* [やることリスト]:
- a) 抜粋文によると、明後日に戻ってくるのは誰で、どこからか。
- b) 抜粋文の最後の文のあとに続く部分を書いてください。

* [抜粋文]:
ぼやきも怒りもないままに

台風の接近のせいか、昨日の午後あたりからなんだか肌寒い、いやそれはないが、しかし小さなエアコンがうなるまでもなくなった。寝るときは美子も私も、タオルケットを腹に乗せるだけだったのに、昨夜は足元にたたんでいた(また見栄を張る、ただ蹴落としていただけ)毛布をかけて寝た。
 温度の低さは今日も続いていて、午後などはしばらく休んでいた夜の森公園散歩を再開しようかな、と思ったほどだ。ただし空模様が怪しく、今にも一雨来そうだったので買い物だけにしたが。
 ともかくここ数日、来客もなく、特にしなければならないこともなく、ぼんやりゆっくり過ごした。でも明後日、十和田から愛たちが戻ってくるので、少し賑やかになりそうだ。今日のメールには、市のはからいでブルーベリー農園に招待されたときの写真が添付されてきた。さすが緯度の高い十和田だけはある。五月の帰省のときは三泊四日だったけれど、今回もそのくらいの予定なんだろうか。聞けばいいものを、なんとなく聞けないままだ。

* [未加工の記録]:
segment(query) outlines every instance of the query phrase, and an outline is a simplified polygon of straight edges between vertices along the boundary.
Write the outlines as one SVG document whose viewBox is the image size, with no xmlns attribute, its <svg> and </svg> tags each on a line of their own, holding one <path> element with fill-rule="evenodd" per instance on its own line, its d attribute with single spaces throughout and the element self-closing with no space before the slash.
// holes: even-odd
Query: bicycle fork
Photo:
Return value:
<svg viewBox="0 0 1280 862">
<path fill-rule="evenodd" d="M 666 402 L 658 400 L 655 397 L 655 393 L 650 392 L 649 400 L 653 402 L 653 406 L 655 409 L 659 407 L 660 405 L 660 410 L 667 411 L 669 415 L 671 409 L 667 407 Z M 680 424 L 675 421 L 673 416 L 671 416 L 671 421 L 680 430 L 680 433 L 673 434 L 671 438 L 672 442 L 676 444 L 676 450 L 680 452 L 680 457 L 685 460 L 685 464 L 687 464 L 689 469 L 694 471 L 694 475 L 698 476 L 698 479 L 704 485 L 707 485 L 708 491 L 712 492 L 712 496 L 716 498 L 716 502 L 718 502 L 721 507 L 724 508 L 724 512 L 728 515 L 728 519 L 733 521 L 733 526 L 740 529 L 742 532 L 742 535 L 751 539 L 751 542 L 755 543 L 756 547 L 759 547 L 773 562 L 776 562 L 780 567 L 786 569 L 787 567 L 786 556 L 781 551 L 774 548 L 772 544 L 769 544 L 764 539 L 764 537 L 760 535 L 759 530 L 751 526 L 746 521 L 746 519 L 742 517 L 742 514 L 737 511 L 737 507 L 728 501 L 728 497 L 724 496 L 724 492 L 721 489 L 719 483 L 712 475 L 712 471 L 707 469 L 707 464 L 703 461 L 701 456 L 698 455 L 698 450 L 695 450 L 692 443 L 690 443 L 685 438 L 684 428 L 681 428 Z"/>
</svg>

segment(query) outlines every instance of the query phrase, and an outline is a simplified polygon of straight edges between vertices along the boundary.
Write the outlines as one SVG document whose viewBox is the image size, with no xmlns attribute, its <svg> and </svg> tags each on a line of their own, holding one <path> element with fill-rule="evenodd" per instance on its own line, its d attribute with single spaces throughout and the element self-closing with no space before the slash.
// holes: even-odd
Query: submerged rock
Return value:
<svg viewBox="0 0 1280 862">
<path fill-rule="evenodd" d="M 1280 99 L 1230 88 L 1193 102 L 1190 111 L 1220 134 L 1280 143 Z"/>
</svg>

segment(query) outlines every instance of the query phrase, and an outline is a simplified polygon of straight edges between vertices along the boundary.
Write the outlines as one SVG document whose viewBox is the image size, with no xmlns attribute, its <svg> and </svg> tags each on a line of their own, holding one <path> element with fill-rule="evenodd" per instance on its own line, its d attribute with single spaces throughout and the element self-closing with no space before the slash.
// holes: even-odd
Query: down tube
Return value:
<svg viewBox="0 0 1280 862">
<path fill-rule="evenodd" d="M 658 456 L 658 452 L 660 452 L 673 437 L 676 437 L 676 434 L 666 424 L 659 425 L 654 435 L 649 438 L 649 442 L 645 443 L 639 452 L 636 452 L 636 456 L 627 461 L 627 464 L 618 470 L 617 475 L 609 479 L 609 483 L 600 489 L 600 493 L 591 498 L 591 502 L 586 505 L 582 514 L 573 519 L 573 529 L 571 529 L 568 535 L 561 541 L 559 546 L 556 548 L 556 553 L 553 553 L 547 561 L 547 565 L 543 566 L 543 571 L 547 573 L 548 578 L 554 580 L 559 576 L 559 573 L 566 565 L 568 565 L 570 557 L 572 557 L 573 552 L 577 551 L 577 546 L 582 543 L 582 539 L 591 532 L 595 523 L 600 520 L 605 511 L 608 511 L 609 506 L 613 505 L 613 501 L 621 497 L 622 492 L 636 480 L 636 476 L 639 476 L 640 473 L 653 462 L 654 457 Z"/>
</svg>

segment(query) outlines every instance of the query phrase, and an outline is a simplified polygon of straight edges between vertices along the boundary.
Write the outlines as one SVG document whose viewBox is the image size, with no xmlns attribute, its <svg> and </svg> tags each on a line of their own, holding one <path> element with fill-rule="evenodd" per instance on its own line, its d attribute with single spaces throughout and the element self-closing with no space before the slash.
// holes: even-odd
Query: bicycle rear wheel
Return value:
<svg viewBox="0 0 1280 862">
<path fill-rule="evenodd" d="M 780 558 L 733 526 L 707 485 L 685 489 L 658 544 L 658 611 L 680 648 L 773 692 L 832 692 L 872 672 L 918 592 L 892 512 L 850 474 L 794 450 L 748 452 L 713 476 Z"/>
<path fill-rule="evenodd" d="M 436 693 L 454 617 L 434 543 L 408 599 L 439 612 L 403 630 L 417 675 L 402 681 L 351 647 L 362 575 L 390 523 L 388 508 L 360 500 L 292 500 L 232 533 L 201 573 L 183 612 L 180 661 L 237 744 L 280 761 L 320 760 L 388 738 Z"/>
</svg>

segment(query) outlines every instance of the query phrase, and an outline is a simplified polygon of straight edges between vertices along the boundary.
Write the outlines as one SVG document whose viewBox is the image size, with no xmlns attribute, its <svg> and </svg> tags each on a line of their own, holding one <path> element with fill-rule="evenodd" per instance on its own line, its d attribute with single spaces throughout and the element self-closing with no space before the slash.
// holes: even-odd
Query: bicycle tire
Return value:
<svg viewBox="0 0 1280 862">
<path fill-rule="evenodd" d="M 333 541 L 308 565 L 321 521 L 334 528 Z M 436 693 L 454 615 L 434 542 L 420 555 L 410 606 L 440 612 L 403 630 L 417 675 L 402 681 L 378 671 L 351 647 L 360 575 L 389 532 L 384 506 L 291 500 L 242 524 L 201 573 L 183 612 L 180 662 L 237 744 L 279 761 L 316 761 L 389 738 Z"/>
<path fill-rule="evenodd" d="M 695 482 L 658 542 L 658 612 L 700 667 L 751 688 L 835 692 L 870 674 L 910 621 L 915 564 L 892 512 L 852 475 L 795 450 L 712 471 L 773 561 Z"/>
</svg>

* [回答一覧]:
- a) 十和田から愛たちが戻ってくる。

- b)
 論創社の方がいよいよ本格的に動き出したが、実はタイトルをまだ決めかねている。今のところ『原発禍の南相馬に生きる』がメーン・タイトルになりそうだが、私としてはせっかく知られてきたモノディアロゴスを副題にしたいがどうなるか。ブログを読んでくださっている皆さんからもいい考えをいただければ、などと考えている。
 それから文中ところどころに出てくる個人名の扱いだが、私としては原則的に実名を載せたいと思っている。なにもイニシャルでぼかす必要はないのでは、と思うのだ。悪口を言うのでなければ、別に隠すことはないのでは。ただし悪口でも、政治家など公人相手の場合は有名税と思って我慢してもらうつもりだ。
 前にも言ったと思うが、内容は大震災前日の三月十日から、七月六日まで。つまり美子が少し歩行が覚束なくなり、体を心持ち左に傾げるようになったあたりから、震災の後、神の場所がなかった、などという問題発言が最後に来るような構成で、図らずも震災・原発事故が孕んでいる深い問題空間をなぞったまま、つまり大きな疑問符を提示したまま幕を引く、というちょっと狡い構成になっている。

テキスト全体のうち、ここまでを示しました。